**Entries drawn from a collection**
## START

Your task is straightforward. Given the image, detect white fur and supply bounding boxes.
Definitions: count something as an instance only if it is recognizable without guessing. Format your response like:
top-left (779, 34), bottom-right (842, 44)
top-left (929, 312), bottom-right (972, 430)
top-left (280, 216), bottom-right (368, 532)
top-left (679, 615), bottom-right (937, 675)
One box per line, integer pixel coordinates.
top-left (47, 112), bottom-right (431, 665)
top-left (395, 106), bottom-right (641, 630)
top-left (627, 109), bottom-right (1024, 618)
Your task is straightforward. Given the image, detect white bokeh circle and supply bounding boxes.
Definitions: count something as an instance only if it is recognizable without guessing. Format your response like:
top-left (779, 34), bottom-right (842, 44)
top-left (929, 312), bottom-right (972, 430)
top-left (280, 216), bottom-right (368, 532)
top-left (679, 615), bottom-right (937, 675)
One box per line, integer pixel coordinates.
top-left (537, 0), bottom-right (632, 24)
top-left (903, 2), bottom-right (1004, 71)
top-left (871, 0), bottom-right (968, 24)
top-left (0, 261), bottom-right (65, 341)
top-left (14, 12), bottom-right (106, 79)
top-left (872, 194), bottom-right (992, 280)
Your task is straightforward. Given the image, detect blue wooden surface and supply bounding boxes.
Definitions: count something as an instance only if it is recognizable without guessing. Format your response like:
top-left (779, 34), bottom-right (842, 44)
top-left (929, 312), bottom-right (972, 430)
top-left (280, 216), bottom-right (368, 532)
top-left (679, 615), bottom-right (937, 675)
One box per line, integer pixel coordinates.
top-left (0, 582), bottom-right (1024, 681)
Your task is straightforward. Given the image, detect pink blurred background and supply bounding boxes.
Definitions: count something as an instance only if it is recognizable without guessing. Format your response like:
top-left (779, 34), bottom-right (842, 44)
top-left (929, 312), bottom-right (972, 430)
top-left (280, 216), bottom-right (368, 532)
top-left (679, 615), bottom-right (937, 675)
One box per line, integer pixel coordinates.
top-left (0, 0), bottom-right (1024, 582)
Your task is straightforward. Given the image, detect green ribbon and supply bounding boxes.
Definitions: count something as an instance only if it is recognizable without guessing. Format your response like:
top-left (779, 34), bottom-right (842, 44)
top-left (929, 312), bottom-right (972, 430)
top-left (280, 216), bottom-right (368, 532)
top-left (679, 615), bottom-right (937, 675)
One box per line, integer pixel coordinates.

## END

**Set problem**
Rewrite every line of the entries above as a single numbered list, omitting blank lines.

**Expected output**
1. Your task is straightforward. Given the image, detect white fur and supply bounding boxes.
2. Definitions: count something as an instance only if it is recognizable without guessing. Format your response like:
3. top-left (779, 34), bottom-right (842, 44)
4. top-left (929, 312), bottom-right (972, 430)
5. top-left (280, 216), bottom-right (368, 532)
6. top-left (679, 615), bottom-right (937, 675)
7. One box per line, integer pixel coordinates.
8. top-left (47, 112), bottom-right (431, 665)
9. top-left (395, 106), bottom-right (641, 630)
10. top-left (627, 109), bottom-right (1024, 618)
11. Your task is straightforward. Given the image, detect white bokeh circle and supply bounding boxes.
12. Definitions: count something as an instance only if it is recognizable without guessing. Format your response like:
13. top-left (779, 34), bottom-right (842, 44)
14. top-left (929, 312), bottom-right (972, 430)
15. top-left (280, 216), bottom-right (368, 532)
16. top-left (679, 615), bottom-right (937, 675)
17. One box per line, integer pixel coordinates.
18. top-left (537, 0), bottom-right (632, 24)
19. top-left (903, 2), bottom-right (1004, 71)
20. top-left (871, 0), bottom-right (968, 24)
21. top-left (0, 261), bottom-right (65, 341)
22. top-left (14, 12), bottom-right (106, 79)
23. top-left (872, 194), bottom-right (992, 280)
24. Your task is straightforward. Given the image, detect blue wooden surface and supply bounding boxes.
25. Definitions: count something as an instance only if it is recognizable without guessing. Format your response like:
26. top-left (779, 34), bottom-right (842, 44)
27. top-left (929, 312), bottom-right (972, 430)
28. top-left (280, 216), bottom-right (368, 532)
29. top-left (679, 615), bottom-right (937, 675)
30. One box per line, integer pixel coordinates.
31. top-left (0, 582), bottom-right (1024, 681)
32. Your task is straightforward. Given the image, detect pink blurred background and supply bounding boxes.
33. Definitions: count something as an instance only if it is recognizable without guessing. Format your response like:
34. top-left (779, 34), bottom-right (842, 44)
35. top-left (929, 312), bottom-right (972, 430)
36. top-left (280, 216), bottom-right (368, 532)
37. top-left (679, 615), bottom-right (937, 675)
38. One box per line, integer pixel coordinates.
39. top-left (0, 0), bottom-right (1024, 582)
40. Your task is straightforward. Given the image, detect green ribbon and supply bounding boxes.
41. Definitions: count something as an instance only if it is recognizable without guessing. Format your response like:
42. top-left (779, 34), bottom-right (842, 44)
43. top-left (929, 312), bottom-right (972, 430)
44. top-left (280, 216), bottom-right (368, 532)
45. top-left (679, 615), bottom-right (937, 675)
46. One box per line, integer pixel coordinates.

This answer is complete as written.